What you have to do:
Retype the material below. Keep every word exactly as it is.

Given data:
[BEGIN]
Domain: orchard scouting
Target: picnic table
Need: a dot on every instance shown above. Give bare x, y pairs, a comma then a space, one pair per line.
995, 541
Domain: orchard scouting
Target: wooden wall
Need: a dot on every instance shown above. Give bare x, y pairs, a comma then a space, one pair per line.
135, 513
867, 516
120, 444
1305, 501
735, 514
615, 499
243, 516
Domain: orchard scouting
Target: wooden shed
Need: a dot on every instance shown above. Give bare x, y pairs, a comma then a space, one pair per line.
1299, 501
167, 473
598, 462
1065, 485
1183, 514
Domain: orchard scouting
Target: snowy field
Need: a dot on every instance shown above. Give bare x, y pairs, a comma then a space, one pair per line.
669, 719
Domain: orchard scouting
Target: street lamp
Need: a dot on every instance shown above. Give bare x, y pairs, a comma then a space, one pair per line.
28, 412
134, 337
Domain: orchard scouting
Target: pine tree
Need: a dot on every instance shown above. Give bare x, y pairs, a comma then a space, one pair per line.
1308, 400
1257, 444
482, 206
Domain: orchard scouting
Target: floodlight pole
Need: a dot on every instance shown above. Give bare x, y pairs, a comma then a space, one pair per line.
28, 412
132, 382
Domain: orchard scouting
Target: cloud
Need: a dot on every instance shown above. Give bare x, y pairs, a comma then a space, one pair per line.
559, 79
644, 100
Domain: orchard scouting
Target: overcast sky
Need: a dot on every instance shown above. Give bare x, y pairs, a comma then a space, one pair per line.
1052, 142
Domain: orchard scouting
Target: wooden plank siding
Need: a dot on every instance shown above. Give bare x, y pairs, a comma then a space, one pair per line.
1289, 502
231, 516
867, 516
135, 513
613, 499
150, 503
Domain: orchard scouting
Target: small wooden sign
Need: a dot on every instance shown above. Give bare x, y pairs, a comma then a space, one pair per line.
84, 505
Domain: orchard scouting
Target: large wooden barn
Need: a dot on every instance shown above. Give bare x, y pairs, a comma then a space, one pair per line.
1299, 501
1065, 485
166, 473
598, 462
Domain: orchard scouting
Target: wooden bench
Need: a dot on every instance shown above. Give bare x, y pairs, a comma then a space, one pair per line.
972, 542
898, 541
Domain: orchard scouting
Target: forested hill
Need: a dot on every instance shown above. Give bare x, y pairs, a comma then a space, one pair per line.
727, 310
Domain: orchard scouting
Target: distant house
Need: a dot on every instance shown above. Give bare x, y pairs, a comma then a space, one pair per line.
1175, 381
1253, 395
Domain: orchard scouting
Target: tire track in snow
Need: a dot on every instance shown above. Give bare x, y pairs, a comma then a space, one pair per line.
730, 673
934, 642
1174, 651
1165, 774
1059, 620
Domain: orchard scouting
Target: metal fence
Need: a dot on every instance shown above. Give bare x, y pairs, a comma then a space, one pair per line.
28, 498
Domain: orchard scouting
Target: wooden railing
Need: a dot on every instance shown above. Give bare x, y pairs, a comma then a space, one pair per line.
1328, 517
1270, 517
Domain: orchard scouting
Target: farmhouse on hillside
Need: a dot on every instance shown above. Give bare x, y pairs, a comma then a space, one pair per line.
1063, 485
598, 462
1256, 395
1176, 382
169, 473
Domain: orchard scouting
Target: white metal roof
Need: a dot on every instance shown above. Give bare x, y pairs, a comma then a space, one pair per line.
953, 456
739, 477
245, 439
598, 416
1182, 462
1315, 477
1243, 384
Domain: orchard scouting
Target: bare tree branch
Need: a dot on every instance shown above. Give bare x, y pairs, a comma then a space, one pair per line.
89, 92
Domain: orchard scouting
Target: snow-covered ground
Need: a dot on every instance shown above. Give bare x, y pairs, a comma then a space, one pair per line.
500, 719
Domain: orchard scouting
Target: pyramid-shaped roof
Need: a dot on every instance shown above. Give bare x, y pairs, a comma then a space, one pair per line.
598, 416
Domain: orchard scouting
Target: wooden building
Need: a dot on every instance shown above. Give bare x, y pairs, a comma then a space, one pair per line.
[END]
Output of the task:
Domain: orchard scouting
Target: picnic table
Need: a dot on every instance shown above. Give bare x, y pairs, a comma then a space, one pair per line.
995, 541
Domain: orchard scouting
Target: wooden wall
Need: a dot on every instance shown above. Give bare x, y pairs, a comma then a space, one pair per line.
135, 513
867, 516
120, 444
1305, 501
735, 514
615, 499
243, 516
Domain: orchard scouting
Target: wooden shed
Need: a dot on every instance shown above. Give bare x, y pairs, a comma then a space, one pair per line.
1299, 501
167, 473
598, 462
1065, 485
1183, 514
Domain: orchard scouting
Target: snowy field
Need: a dot on every instance shown above. Give bare x, y pairs, a comma then a space, one pair per line.
669, 719
Domain: orchard scouting
Target: street lamp
Need: a dot on every instance shown above. Give bare x, y pairs, a comma then a space, one pair per line.
28, 412
134, 337
Domain: orchard scouting
Target: pine tree
Need: a dot on every instance shown above. Give bare x, y pairs, a comma then a space, one pair per line.
1308, 400
1257, 444
482, 206
Domain: orchard scouting
Target: floodlight pole
Need: a dot on every instance shown above. Give bare x, y pairs, a comma then a space, one pair per line.
28, 412
132, 382
Domain: orchard scouting
Target: cloud
Need: a dot on every instance shown above. Give bare x, y pairs, a comma then a space, one pair per line.
559, 79
644, 100
Domain: orchard scouting
Target: overcast sky
Need: a dot on every instance shown above. Give bare x, y pairs, a comma then a space, one pair per line.
1052, 142
Domain: orchard scouting
Target: wooden plank siding
Need: a dot on every instance shown above. Give bare x, y pairs, a comma then a space, one pair per line.
1289, 502
231, 516
867, 516
135, 513
613, 499
150, 503
Domain: orchard scouting
Target: small wooden sign
Need: a dot on every instance shown above. Give bare x, y pairs, a comma then a space, one pair per line.
84, 505
Domain: orchard scouting
Target: large wooden barn
Need: a dot on every instance shown above. Give bare x, y pairs, a comma then a space, one pair per line.
1299, 501
1065, 485
166, 473
598, 462
Domain: orchard scouting
Target: wooden bench
Need: a dot on every instance shown above. Give bare x, y pairs, a comma then a space, one pair per line.
972, 542
898, 541
Domain: orchard scouting
Target: forested hill
Need: a dot on every instance shown above. Give bare x, y pairs, a comma then a space, one pair per line.
727, 310
Domain: orchard scouting
Target: distant house
Need: a dot on every instance shown above. Give bare x, y pairs, a comma then a space, one pair per line.
1175, 381
1253, 395
Domain: orchard scouting
Target: tire track in snow
Need: a dot on every instance shown above. Give bare x, y pairs, a comma then a space, one pair per line.
730, 673
934, 642
1174, 651
1165, 774
1059, 620
Domain: orchard scouting
Target: metal fence
Need: a dot on every instance shown above. Give bare x, y pairs, a comma then a space, one pair per line.
28, 498
Domain: orchard scouting
Target: wooden railing
Need: a dot on every instance shown above. Give bare x, y pairs, a comma then a space, one pair per line.
1328, 517
1270, 517
Domain: orchard scouting
Target: farmhouse on hillside
Need: a dot on every instance shown above. Give bare x, y pairs, a comma then a space, one pair per line.
1063, 485
598, 462
1256, 395
1176, 382
169, 473
Domain: orchard scouting
Target: white metal roof
Need: a dot on every instance shown above. Give bare x, y pairs, a comma then a space, one pair per line.
953, 456
739, 477
245, 439
598, 416
1182, 462
1315, 477
1243, 384
Domain: orchard scouting
Target: bare tree branch
Need: a dot on every instance shown above. Give bare x, y pairs, a comma then a space, one pair per line.
89, 92
Domain: orchard scouting
Target: snow-covered ground
Need: a dot on every instance shown above. Give bare x, y pairs, a comma then a space, one pair per line.
500, 719
Domain: orchard scouting
Target: pyramid-shaped roof
Need: a dot on every instance shown above. Give bare x, y pairs, a comma then a space, one pair per line.
598, 416
Domain: orchard scouting
Target: wooden building
Need: a dot on every instance shown above. Give bare x, y pairs, a comma then a space, one pair per line.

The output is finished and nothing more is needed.